All records below are to be duplicated exactly, with every picture excluded.
--- TASK MATERIAL ---
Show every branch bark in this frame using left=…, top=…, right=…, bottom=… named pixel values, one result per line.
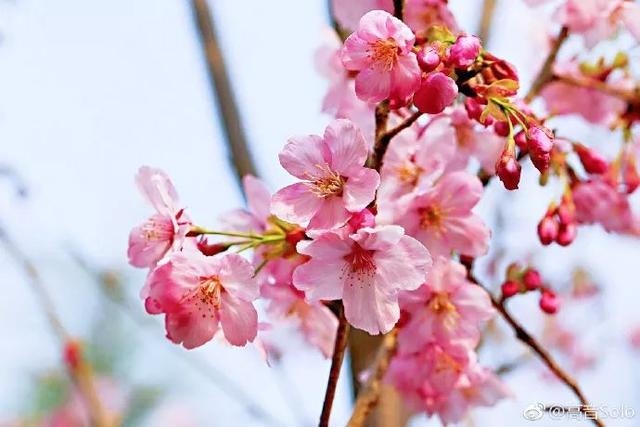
left=478, top=0, right=497, bottom=46
left=462, top=262, right=605, bottom=427
left=525, top=26, right=569, bottom=103
left=347, top=329, right=399, bottom=427
left=190, top=0, right=257, bottom=192
left=319, top=303, right=350, bottom=427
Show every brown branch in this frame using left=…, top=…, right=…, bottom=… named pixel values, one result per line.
---
FINAL ANSWER:
Show every branch bark in this frame using left=…, top=…, right=…, bottom=… named pixel values, one result per line.
left=478, top=0, right=497, bottom=46
left=462, top=262, right=605, bottom=427
left=525, top=26, right=569, bottom=103
left=347, top=329, right=399, bottom=427
left=190, top=0, right=257, bottom=192
left=319, top=303, right=350, bottom=427
Show every brown branch in this frame using left=…, top=…, right=…, bottom=… named pixel values, one result per line.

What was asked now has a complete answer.